SELECTED EXCERPT:
★ ★ ★ ★

Architecture for the NIST Post-Quantum Transition
Abstract. NIST has finalized three post-quantum cryptographic standards: FIPS 203 (ML-KEM), FIPS 204 (ML-DSA), and FIPS 205 (SLH-DSA). The key and signature sizes produced by these algorithms are 10-779x larger than the classical algorithms they replace. This paper examines the impact of this size increase on caching infrastructure, defines the architectural requirements for a post-quantum cache, presents production benchmark results, and provides a migration playbook for infrastructure teams preparing for the transition mandated by CNSA 2.0.
Key finding: Network-bound caches (Redis, Memcached, ElastiCache) add latency proportional to value size. At post-quantum key sizes, this latency scales 47-779x. In-process caches deliver constant latency regardless of value size (31 nanoseconds measured), making them the only architecture that survives the PQ transition without performance degradation.
In August 2024, the National Institute of Standards and Technology published three Federal Information Processing Standards for post-quantum cryptography. These standards define the algorithms that will replace the classical cryptographic primitives — RSA, ECDH, ECDSA, Ed25519 — that underpin virtually all secure communication on the internet.
FIPS 203: ML-KEM (Module-Lattice-Based Key Encapsulation Mechanism). Formerly known as CRYSTALS-Kyber. Replaces ECDH and RSA for key exchange. Used in TLS handshakes, VPN establishment, and encrypted messaging. Three parameter sets: ML-KEM-512 (NIST Level 1), ML-KEM-768 (Level 3), ML-KEM-1024 (Level 5).
FIPS 204: ML-DSA (Module-Lattice-Based Digital Signature Algorithm). Formerly known as CRYSTALS-Dilithium. Replaces ECDSA and RSA for digital signatures. Used in JWTs, X.509 certificates, code signing, and API authentication. Three parameter sets: ML-DSA-44 (Level 2), ML-DSA-65 (Level 3), ML-DSA-87 (Level 5).
FIPS 205: SLH-DSA (Stateless Lattice-Based Digital Signature Algorithm). Formerly known as SPHINCS+. A conservative alternative to ML-DSA whose security relies solely on hash function properties rather than lattice assumptions. Produces the largest signatures of any standardized PQ algorithm. Six parameter sets across three security levels, each with a "small" (s) and "fast" (f) variant.

★ ★ ★ ★

GIVEN MATERIAL:
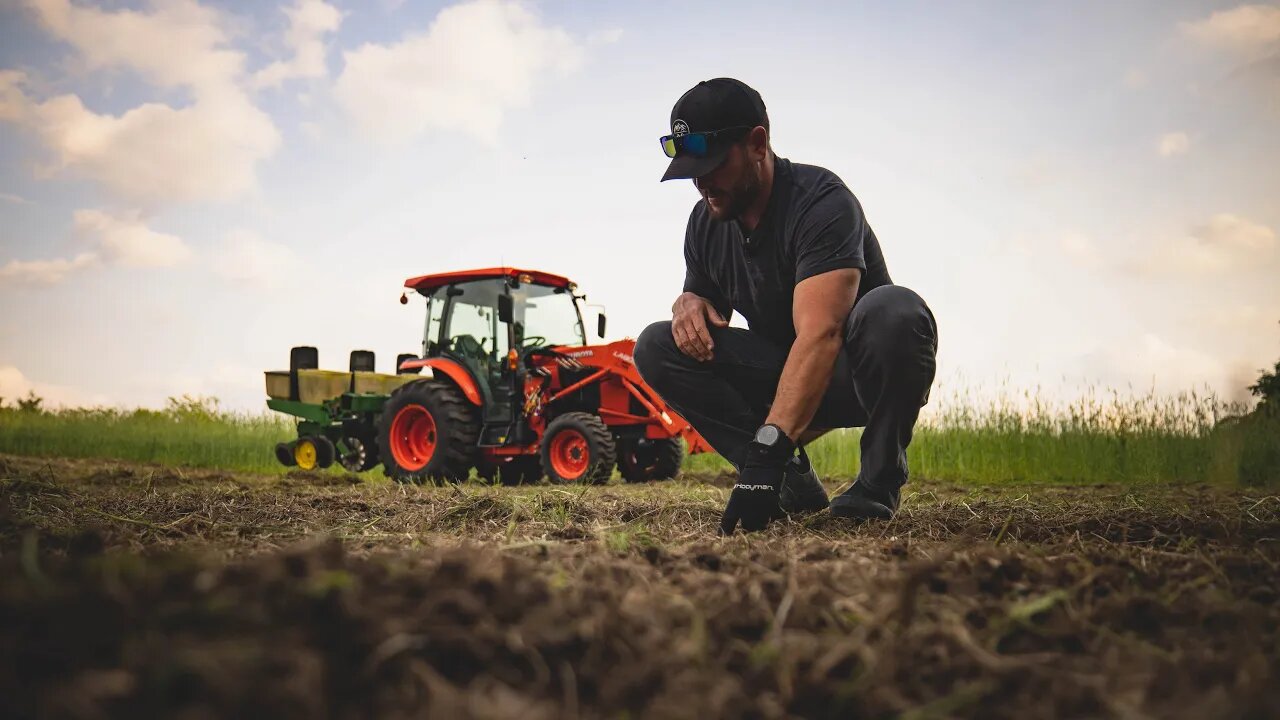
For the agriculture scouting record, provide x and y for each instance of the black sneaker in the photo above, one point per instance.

★ ★ ★ ★

DIRECTIONS:
1 - In the post-quantum transition paper, what was ML-DSA formerly known as?
2 - Reproduce the passage of the post-quantum transition paper starting at "Architecture for the" and ending at "by CNSA 2.0.".

THE SOLUTIONS:
1 - CRYSTALS-Dilithium

2 -
Architecture for the NIST Post-Quantum Transition
Abstract. NIST has finalized three post-quantum cryptographic standards: FIPS 203 (ML-KEM), FIPS 204 (ML-DSA), and FIPS 205 (SLH-DSA). The key and signature sizes produced by these algorithms are 10-779x larger than the classical algorithms they replace. This paper examines the impact of this size increase on caching infrastructure, defines the architectural requirements for a post-quantum cache, presents production benchmark results, and provides a migration playbook for infrastructure teams preparing for the transition mandated by CNSA 2.0.